# [AIM]
Gather each line of the records below that contains the word "like", copying the line in full. Case counts when matching.

# [DATA SECTION]

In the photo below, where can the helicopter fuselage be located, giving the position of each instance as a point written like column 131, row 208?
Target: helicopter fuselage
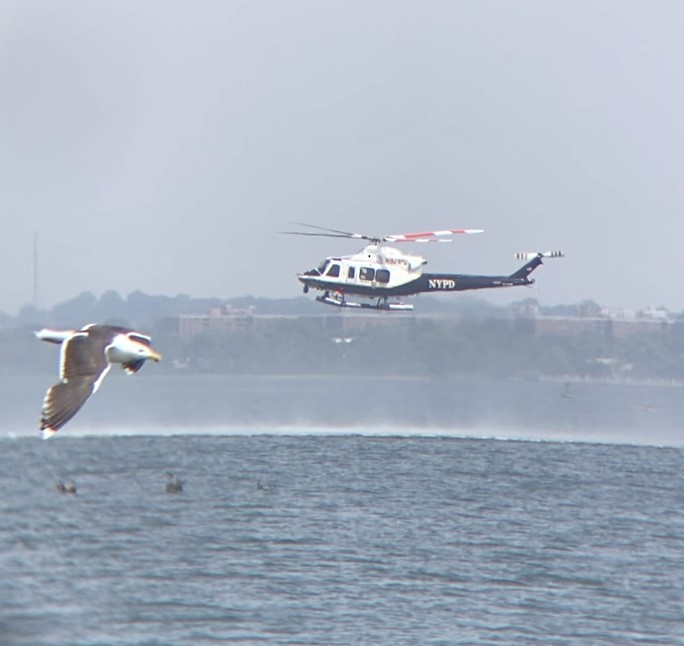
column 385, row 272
...
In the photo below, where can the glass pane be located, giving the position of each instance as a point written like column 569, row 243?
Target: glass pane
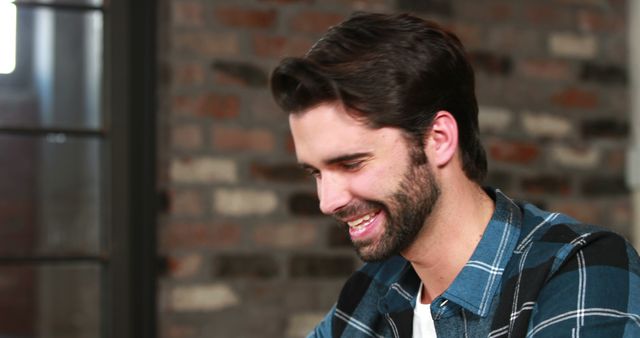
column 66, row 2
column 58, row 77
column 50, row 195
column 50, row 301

# [PROBLEM SOLUTION]
In the photo below, where can the helicopter fuselage be located, giving the position of each instance as a point written like column 131, row 208?
In the photo below, where can the glass pane be located, giving the position of each instance as a point written like column 569, row 243?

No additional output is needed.